### Problem to solve
Output, please, every line from the line that holds "Target: asphalt car park" to the end, exactly as written.

[Pointing records]
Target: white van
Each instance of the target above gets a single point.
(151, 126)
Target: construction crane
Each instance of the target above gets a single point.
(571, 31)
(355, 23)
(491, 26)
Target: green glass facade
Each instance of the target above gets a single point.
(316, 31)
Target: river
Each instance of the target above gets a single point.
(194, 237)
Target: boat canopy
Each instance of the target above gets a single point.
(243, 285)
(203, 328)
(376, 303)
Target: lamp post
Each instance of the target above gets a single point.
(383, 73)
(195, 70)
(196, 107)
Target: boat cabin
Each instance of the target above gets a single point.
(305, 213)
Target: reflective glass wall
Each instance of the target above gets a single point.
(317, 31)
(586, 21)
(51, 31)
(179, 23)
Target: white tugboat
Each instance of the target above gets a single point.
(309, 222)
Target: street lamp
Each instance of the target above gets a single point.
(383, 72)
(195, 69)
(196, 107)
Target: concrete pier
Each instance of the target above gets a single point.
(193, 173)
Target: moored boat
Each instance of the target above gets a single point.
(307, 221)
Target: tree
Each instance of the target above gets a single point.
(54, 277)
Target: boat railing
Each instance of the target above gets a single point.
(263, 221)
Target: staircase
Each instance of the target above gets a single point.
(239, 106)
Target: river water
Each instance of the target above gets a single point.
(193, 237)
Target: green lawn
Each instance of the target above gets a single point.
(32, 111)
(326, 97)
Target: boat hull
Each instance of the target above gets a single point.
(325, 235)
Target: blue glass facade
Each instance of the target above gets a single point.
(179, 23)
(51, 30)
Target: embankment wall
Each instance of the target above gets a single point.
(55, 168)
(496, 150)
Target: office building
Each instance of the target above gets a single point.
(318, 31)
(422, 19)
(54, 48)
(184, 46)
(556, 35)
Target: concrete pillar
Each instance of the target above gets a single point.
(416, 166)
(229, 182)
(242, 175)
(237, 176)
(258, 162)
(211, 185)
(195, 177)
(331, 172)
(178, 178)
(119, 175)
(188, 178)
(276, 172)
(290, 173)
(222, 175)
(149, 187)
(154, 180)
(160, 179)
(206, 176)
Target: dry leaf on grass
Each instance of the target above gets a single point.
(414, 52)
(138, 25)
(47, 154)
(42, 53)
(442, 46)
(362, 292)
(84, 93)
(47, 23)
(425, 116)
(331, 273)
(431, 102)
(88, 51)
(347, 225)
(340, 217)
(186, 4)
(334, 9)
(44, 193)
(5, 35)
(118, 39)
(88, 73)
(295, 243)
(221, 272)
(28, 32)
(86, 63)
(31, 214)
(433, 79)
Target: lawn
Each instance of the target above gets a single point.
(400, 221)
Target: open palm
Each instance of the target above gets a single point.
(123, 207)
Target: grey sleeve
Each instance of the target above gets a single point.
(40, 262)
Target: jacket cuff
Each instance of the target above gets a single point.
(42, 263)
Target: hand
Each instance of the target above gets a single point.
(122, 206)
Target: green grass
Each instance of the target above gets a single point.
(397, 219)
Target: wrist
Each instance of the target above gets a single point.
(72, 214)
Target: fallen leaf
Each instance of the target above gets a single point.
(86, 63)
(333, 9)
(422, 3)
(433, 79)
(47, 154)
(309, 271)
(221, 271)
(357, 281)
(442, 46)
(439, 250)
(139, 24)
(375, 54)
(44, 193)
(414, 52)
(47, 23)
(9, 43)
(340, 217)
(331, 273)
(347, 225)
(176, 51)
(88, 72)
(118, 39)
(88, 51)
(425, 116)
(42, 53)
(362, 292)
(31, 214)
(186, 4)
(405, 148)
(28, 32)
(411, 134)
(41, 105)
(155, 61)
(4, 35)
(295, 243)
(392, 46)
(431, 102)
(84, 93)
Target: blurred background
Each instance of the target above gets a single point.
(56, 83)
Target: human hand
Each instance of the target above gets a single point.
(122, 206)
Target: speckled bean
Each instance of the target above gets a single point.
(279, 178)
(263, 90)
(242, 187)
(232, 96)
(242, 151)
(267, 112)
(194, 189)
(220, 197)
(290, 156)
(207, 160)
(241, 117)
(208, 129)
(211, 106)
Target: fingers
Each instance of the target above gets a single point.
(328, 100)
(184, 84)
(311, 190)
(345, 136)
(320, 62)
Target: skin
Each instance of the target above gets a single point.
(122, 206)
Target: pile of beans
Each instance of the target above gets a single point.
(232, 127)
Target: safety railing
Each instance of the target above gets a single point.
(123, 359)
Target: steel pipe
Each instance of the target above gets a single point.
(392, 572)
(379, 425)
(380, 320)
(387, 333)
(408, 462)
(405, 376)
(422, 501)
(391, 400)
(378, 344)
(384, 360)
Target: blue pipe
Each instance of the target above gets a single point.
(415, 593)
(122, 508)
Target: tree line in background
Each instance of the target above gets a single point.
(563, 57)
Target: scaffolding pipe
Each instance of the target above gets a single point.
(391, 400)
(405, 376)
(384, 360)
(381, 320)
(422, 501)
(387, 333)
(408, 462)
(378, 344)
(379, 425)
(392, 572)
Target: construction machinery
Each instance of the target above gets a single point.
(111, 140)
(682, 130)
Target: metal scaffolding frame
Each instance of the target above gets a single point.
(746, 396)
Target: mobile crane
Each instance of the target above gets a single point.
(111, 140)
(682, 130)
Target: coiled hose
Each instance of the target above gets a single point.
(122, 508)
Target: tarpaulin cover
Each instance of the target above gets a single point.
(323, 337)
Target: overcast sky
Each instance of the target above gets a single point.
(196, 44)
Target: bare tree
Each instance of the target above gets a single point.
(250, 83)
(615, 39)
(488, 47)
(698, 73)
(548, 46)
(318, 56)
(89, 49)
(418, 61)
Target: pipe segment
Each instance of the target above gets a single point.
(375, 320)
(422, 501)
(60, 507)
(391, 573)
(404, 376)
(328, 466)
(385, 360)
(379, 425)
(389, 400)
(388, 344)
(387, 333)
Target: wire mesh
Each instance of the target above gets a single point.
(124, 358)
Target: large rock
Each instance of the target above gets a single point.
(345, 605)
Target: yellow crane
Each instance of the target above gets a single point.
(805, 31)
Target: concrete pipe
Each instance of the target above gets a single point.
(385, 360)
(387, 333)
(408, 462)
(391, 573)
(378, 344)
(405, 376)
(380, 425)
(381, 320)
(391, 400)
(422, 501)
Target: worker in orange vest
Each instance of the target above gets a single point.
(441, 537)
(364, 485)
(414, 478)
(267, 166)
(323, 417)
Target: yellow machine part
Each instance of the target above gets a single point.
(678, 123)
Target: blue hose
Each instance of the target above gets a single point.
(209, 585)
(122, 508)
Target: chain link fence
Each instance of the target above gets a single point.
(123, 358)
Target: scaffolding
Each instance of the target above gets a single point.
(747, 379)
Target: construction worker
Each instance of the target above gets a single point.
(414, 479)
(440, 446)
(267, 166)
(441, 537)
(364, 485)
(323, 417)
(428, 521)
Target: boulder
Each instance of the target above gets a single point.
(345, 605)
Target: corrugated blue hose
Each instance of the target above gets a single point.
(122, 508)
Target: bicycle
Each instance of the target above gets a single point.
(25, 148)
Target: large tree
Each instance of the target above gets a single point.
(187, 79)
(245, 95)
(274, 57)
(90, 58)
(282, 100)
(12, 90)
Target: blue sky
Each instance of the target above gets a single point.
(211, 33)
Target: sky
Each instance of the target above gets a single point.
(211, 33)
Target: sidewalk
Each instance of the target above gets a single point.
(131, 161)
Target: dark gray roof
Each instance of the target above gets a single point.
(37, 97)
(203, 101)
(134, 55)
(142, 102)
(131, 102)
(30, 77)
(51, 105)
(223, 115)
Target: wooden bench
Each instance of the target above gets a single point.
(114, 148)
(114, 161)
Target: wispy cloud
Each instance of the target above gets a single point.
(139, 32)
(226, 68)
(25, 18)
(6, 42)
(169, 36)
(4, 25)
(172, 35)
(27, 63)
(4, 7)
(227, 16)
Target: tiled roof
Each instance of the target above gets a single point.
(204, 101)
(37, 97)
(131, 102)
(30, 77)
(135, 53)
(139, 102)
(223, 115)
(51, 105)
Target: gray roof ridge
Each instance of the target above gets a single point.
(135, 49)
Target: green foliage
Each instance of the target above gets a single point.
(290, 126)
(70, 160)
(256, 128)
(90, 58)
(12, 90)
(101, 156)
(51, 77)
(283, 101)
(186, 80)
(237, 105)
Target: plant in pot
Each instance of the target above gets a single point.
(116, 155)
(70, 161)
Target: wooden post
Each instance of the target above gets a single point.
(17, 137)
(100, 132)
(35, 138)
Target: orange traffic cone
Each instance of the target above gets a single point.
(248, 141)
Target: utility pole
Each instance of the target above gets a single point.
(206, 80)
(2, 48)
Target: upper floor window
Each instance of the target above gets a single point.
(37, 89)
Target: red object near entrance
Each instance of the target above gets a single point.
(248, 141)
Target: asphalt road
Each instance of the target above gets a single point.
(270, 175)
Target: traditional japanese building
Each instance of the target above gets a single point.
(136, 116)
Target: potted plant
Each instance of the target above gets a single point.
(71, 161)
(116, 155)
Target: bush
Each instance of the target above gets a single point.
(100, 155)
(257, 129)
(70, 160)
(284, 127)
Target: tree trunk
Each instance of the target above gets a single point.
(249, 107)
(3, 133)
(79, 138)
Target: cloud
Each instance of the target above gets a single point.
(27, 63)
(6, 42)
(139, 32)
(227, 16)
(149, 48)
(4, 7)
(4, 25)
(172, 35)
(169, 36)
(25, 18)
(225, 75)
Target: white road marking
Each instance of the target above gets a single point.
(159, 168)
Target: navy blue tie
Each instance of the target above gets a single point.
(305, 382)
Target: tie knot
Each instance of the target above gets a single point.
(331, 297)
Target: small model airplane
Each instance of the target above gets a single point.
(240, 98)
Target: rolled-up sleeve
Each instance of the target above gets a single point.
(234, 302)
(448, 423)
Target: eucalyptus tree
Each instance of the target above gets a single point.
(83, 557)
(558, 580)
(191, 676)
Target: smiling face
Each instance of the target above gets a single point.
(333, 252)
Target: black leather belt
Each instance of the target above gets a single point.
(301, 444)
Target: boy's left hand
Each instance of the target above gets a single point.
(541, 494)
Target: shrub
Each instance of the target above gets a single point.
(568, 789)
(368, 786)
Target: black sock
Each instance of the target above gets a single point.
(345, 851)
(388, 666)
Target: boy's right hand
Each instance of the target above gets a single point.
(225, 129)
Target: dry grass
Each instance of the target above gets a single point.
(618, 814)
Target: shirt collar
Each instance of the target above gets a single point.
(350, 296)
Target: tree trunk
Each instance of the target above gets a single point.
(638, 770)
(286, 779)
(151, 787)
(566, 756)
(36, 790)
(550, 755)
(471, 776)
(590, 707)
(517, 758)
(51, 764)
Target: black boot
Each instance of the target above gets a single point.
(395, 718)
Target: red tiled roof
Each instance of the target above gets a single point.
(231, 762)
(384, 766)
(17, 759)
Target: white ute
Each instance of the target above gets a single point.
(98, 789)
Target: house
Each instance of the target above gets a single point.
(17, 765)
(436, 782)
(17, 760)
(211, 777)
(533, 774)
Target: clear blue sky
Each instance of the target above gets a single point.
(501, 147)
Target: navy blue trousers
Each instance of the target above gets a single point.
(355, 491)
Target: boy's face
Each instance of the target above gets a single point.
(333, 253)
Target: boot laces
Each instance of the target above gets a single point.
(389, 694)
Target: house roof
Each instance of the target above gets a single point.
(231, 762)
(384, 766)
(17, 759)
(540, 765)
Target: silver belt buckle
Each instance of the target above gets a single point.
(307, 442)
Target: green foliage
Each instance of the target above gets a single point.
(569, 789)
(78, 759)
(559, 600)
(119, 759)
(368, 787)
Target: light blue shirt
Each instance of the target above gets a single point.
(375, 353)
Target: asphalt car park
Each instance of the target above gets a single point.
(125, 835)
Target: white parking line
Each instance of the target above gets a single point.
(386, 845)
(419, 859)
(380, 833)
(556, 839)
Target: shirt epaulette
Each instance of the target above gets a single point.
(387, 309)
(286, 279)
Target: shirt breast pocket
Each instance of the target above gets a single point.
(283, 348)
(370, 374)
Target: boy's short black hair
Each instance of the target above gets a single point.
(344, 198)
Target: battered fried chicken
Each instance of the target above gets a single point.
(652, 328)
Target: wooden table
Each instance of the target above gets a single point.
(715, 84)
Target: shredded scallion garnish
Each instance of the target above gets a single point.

### Response
Target: asphalt car park
Each instance of the target above gets a single point.
(125, 835)
Target: white parking line
Each instance of the target above gets a single point.
(386, 845)
(419, 859)
(380, 833)
(556, 839)
Target: shirt epaulette
Each instance of the target above gets a single point.
(387, 309)
(286, 279)
Target: shirt breast pocket
Each instance of the target above gets a single point.
(283, 348)
(370, 374)
Target: boy's short black hair
Each instance of the target above gets a single point.
(344, 198)
Target: battered fried chicken
Each instance of the target above gets a single point.
(652, 328)
Target: wooden table
Each instance of the target above gets a single point.
(715, 84)
Target: shredded scallion garnish
Each instance of the target above gets a single point.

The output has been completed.